= SUPPLIED TEXT =
....

PBRC researchers publish work on biofouling
The new paper, “Bacterial envelope polysaccharide cues settlement and metamorphosis in the biofouling tubeworm Hydroides elegans,” was published in July 2024 in the Nature journal Communications Biology.
Authors: Marnie L. Freckelton , Brian T. Nedved and Michael G. Hadfield
Kewalo Marine Laboratory, Pacific Biosciences Research Center, SOEST.

Complex communities of plants and animals on the bottom of the world’s seas, from the highest intertidal regions to the greatest depths, vary with latitude (thus temperature), salinity, depth and other chemical/physical characteristics. Evidence has been growing for the past 20 – 30 years that these physical and chemical characteristics also determine which bacteria make up the primary biofilm communities that first and rapidly coat newly submerged surfaces in the seas. This evidence has also revealed that specific bacteria in these biofilms stimulate the planktonic larvae of marine invertebrate animals and spores of algae to settle on them, metamorphose into growing juveniles and become reproductive members of complex communities of multicellular organisms.

....

= ENTRIES SHOWN =
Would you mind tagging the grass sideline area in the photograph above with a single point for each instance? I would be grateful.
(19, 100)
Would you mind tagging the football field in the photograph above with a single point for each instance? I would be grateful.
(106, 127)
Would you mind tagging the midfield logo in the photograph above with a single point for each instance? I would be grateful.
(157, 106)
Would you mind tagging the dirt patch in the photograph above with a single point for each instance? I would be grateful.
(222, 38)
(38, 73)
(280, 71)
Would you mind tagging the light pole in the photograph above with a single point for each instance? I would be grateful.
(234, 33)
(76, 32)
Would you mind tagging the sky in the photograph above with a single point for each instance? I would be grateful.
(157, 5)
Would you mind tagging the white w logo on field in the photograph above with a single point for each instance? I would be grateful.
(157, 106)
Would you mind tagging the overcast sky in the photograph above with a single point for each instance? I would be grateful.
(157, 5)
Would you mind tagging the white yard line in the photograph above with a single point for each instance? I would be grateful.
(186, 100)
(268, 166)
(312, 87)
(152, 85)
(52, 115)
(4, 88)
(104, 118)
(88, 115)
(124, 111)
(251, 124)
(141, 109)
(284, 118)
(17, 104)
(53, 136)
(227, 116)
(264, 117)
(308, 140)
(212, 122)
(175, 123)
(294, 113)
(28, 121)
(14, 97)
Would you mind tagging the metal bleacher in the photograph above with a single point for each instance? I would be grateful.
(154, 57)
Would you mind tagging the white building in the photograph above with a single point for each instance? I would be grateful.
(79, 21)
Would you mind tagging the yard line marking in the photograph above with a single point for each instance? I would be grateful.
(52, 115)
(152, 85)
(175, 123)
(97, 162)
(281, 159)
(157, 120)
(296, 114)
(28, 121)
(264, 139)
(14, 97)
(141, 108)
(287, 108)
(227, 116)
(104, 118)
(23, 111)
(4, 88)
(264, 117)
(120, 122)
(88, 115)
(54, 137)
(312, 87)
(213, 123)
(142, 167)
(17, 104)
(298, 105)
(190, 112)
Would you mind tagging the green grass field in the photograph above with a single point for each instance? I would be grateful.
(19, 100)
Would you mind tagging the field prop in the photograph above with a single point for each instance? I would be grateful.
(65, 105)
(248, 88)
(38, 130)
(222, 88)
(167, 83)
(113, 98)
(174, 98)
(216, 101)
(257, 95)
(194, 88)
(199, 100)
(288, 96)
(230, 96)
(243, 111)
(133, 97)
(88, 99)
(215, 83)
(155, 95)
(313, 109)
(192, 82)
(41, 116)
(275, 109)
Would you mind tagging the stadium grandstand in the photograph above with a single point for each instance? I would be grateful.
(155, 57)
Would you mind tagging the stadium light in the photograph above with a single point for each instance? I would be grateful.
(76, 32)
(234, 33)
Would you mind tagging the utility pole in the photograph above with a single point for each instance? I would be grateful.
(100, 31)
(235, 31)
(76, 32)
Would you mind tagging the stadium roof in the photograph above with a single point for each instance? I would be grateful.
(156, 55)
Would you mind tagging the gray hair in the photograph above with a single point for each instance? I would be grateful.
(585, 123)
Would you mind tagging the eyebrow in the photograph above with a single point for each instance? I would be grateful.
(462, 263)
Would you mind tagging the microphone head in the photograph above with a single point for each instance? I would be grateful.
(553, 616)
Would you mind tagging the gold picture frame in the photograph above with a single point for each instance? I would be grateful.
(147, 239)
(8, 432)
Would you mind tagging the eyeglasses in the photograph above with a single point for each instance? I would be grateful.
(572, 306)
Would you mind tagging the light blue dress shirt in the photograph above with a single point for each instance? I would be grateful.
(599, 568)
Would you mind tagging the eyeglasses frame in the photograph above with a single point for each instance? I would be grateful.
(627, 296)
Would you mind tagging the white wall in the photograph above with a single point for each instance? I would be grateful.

....

= WHAT TO DO =
• A. Translate this sentence from the biofouling article into Spanish: "Evidence has been growing for the past 20 – 30 years that these physical and chemical characteristics also determine which bacteria make up the primary biofilm communities that first and rapidly coat newly submerged surfaces in the seas."
• B. Write the next paragraph of the biofouling article, picking up after its final sentence.
The lines are separate material and are not part of the biofouling article.

= TASK RESPONSES =
• A. Durante los últimos 20 – 30 años han ido aumentando las pruebas de que estas características físicas y químicas también determinan qué bacterias componen las comunidades primarias de biopelícula que recubren primero y con rapidez las superficies recién sumergidas en los mares.

• B.
In this way, biofilm bacteria first establish and then maintain communities of animals and plants on the ocean bottoms by recruiting their larvae and spores to the sites. The research presented in this paper is thus groundbreaking in its analysis and presentation of the macromolecules on the surfaces of very specific biofilm bacterial species that interact with receptors on the surfaces of larvae of a globally distributed, warm-water tubeworm and induce them settle and metamorphose. The tubeworm is a dominant member of its benthic communities and a major problem for the shipping industry as it coats the hulls and propellers of ships, as well as piers, the nets of mariculture facilities, and the pipes that bring cooling sea water to electrical and industrial facilities. The research provides strong evidence for the bacterial-molecular basis of the formation and maintenance of all benthic marine communities in the world’s seas.